Reproduce, character for character, the lines below from the first through the one with "find | potted plant". Leave pictures out.

**Records for this task:**
---+---
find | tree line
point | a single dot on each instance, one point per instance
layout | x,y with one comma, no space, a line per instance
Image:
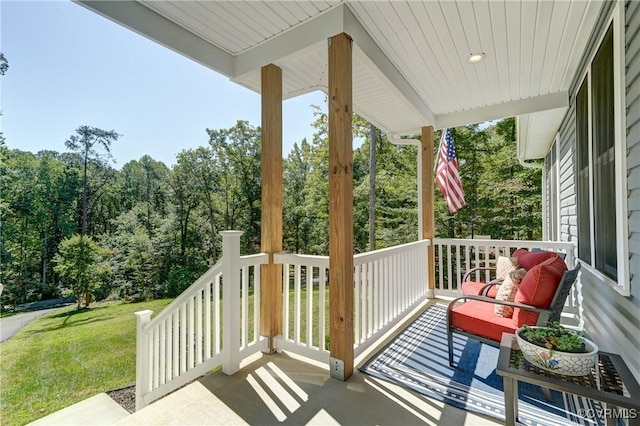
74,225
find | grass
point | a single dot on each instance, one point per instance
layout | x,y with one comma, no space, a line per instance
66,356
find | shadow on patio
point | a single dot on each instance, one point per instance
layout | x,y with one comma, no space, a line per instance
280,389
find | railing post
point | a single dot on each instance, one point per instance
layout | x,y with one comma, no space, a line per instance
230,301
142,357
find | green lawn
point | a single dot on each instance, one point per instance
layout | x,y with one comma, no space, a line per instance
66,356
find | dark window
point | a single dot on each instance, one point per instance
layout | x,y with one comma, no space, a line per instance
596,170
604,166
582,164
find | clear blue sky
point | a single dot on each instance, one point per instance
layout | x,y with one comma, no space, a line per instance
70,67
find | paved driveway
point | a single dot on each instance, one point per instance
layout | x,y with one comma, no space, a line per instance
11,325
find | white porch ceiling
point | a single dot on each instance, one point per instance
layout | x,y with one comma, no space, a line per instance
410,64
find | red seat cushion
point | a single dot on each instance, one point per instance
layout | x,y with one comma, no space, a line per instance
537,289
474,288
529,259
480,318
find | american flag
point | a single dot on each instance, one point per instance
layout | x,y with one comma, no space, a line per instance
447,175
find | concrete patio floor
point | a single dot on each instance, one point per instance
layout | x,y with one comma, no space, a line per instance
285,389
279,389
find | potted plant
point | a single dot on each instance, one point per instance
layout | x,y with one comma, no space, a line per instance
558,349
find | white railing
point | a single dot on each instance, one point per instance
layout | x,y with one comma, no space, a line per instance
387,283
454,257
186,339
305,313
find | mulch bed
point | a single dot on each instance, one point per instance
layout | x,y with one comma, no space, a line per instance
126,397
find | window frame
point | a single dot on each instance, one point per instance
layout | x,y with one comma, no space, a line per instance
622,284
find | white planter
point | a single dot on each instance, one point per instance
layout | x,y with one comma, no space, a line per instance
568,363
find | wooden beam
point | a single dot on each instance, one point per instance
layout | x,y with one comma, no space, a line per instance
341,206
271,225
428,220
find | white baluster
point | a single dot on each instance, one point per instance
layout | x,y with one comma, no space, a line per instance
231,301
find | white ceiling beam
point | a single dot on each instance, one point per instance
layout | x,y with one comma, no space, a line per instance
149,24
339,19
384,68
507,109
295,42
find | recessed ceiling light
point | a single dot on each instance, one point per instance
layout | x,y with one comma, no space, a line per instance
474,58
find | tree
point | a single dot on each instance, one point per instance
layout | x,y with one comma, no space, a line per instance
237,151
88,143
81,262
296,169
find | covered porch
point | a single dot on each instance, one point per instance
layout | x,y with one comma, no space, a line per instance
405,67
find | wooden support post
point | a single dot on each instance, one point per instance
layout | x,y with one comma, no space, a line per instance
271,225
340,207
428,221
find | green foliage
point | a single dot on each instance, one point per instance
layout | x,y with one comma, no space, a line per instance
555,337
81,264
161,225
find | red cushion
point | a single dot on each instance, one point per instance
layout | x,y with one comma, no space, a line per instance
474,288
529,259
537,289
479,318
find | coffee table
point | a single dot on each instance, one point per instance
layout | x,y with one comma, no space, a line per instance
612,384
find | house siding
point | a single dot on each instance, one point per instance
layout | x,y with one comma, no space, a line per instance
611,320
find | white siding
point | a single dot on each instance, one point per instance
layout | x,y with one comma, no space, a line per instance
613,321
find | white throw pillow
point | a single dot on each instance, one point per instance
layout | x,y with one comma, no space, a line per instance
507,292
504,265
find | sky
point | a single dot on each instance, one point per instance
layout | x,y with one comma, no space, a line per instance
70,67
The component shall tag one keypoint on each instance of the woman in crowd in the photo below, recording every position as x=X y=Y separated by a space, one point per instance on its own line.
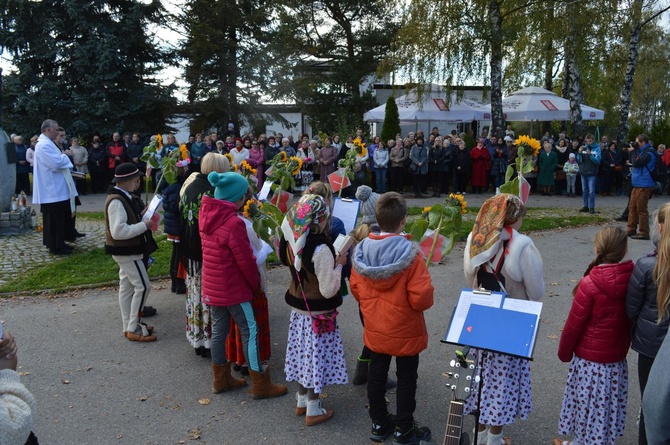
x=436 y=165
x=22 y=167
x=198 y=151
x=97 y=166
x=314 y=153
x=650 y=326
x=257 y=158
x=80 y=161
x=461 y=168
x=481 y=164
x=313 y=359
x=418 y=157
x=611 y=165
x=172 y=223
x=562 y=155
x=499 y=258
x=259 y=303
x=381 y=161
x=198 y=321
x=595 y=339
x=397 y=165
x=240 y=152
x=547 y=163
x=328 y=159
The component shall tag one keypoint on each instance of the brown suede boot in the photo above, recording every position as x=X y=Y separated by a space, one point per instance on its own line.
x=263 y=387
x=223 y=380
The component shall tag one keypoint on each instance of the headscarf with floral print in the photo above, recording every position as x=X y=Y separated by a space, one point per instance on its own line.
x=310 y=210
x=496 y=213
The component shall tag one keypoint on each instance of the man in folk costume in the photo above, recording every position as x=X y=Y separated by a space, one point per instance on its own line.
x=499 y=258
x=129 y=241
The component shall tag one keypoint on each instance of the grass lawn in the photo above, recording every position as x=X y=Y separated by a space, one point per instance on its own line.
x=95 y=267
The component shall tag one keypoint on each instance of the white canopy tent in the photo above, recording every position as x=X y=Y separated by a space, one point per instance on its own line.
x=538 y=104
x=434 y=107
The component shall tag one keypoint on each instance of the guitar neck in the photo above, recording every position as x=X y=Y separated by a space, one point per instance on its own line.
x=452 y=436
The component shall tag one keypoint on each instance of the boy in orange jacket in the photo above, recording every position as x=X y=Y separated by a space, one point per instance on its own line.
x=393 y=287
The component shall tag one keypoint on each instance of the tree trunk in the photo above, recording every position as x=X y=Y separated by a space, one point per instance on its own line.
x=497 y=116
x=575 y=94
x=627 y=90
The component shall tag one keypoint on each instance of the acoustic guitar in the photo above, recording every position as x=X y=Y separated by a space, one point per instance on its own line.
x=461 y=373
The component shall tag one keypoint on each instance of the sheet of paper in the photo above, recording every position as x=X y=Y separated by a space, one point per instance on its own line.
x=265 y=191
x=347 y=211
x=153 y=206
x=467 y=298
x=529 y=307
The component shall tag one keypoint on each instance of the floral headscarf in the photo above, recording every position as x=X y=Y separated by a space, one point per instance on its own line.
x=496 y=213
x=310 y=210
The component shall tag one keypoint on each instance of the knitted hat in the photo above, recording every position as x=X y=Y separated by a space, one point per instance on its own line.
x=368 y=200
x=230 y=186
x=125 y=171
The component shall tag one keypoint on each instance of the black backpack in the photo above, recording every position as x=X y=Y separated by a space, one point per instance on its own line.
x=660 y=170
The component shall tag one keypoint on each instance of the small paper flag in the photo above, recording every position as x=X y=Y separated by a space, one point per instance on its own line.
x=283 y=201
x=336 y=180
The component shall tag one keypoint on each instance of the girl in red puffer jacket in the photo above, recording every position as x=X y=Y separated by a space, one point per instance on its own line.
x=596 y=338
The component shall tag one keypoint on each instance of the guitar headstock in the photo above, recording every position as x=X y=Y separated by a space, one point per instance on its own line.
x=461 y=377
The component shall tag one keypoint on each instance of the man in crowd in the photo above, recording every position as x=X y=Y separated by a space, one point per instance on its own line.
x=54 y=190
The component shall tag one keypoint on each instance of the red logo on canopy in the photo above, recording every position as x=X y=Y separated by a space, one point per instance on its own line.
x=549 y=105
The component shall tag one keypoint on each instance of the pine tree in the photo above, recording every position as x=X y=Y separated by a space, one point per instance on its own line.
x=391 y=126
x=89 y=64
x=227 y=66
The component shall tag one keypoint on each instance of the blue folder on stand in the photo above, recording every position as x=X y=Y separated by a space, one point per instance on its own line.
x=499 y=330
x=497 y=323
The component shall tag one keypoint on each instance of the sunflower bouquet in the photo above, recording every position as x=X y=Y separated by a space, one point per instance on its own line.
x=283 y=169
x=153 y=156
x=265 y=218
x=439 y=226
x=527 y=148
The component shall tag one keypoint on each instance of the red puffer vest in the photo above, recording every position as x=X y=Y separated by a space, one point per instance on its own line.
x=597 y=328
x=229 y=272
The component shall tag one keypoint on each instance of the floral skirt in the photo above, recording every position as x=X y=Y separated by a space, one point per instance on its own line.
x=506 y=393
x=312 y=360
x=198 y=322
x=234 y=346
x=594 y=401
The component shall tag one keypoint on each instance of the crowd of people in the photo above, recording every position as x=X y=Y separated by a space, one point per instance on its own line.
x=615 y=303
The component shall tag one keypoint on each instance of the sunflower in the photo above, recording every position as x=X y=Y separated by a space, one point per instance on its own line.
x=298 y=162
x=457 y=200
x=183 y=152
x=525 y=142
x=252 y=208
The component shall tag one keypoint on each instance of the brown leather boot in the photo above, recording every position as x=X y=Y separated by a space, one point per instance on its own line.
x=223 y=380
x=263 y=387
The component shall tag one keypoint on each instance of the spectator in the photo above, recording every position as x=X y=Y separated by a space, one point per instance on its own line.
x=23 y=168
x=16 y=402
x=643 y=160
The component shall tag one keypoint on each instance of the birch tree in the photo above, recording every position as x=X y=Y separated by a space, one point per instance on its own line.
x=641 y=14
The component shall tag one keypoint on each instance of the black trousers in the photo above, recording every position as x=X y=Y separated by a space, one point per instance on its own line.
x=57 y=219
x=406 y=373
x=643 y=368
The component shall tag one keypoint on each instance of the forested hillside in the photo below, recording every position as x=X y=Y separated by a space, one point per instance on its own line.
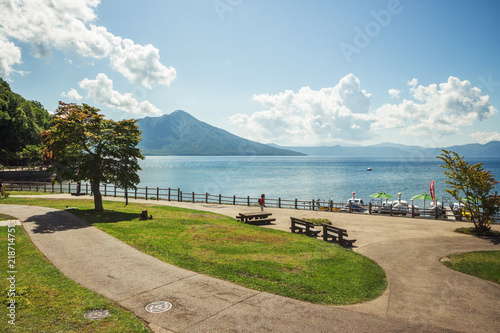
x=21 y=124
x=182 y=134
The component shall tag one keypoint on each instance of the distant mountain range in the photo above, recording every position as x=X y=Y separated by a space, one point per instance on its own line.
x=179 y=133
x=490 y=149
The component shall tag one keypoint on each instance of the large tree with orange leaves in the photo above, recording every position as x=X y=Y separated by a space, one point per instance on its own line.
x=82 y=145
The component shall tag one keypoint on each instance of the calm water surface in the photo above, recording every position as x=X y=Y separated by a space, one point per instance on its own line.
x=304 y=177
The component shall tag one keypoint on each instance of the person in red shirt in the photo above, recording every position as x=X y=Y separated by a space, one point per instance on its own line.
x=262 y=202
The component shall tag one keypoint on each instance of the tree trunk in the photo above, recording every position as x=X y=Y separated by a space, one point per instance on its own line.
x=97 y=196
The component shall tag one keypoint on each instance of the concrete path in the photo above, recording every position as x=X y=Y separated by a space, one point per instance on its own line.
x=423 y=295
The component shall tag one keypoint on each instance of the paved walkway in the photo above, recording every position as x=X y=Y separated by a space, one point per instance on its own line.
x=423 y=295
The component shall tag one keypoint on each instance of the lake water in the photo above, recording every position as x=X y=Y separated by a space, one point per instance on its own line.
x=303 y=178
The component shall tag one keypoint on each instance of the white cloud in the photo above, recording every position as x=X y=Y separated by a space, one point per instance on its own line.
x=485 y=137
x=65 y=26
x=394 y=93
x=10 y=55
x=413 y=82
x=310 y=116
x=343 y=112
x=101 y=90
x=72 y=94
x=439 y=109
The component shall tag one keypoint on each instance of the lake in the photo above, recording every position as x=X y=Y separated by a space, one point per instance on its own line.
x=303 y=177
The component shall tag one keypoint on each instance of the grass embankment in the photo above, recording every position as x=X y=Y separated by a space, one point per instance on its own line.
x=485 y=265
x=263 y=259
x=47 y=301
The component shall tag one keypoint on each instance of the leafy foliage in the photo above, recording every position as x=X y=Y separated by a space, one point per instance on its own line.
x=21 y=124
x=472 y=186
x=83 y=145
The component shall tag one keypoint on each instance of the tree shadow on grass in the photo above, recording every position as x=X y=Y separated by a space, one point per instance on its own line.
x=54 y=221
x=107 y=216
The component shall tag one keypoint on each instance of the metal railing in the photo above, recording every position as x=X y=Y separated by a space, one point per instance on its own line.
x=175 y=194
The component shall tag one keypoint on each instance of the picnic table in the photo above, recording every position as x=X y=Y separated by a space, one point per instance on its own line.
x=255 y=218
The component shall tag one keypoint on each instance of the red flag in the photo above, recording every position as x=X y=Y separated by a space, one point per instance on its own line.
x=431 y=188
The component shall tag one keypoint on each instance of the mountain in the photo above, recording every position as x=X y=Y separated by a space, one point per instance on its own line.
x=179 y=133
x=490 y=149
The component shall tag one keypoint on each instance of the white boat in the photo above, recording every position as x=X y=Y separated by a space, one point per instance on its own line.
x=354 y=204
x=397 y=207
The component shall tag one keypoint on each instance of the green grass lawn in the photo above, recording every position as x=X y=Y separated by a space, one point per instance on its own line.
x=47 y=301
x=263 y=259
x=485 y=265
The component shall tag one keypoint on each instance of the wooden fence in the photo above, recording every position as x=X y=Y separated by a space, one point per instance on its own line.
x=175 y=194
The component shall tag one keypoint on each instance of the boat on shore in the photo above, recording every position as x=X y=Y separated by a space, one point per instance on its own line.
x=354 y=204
---+---
**Result for this exercise:**
find | tree line
point | a single dot on each instance, one point per instance
layout | x,y with one comma, no space, a line per instance
Image:
74,225
find | grass
point | a single dot on each instance, one point per instance
layout | x,y with one comma, no space, a line per instance
66,356
find | shadow on patio
point | a single dot on each instance, one point per instance
layout | x,y with one comma, no space, a line per instance
280,389
find | railing post
point | a single dot on each instance, one point per instance
layout | x,y with one comma, no space, a line per instance
230,301
142,357
find | green lawn
point | a single dot on each instance, one point per instance
layout | x,y with one comma, no space, a line per instance
66,356
find | dark window
point | a single dot on each instance, one point per instance
layout | x,y with one comma, no space, a line per instance
596,170
604,166
582,164
find | clear blue sky
point | a single dot on each instance, one point per instance
layout | x,y with one comma, no space, a line per instance
70,67
find | paved driveway
point | a single dot on each instance, one point per instance
layout | x,y with one comma, no space, a line per instance
11,325
find | white porch ceiling
point | a single dot on each instance, one point per instance
layout | x,y with one comma, no space, a line per instance
410,64
find | red seat cushion
point | a single dot on each instance, one point per instance
layout | x,y with one comma, no space, a line per instance
537,289
474,288
529,259
480,318
find | american flag
point | a single dot on each instance, one point per instance
layout | x,y with one comma, no space, a line per instance
447,175
find | concrete patio floor
point | a single dot on each instance, one point per instance
layout | x,y with one comma, no space, a line per instance
285,389
279,389
find | potted plant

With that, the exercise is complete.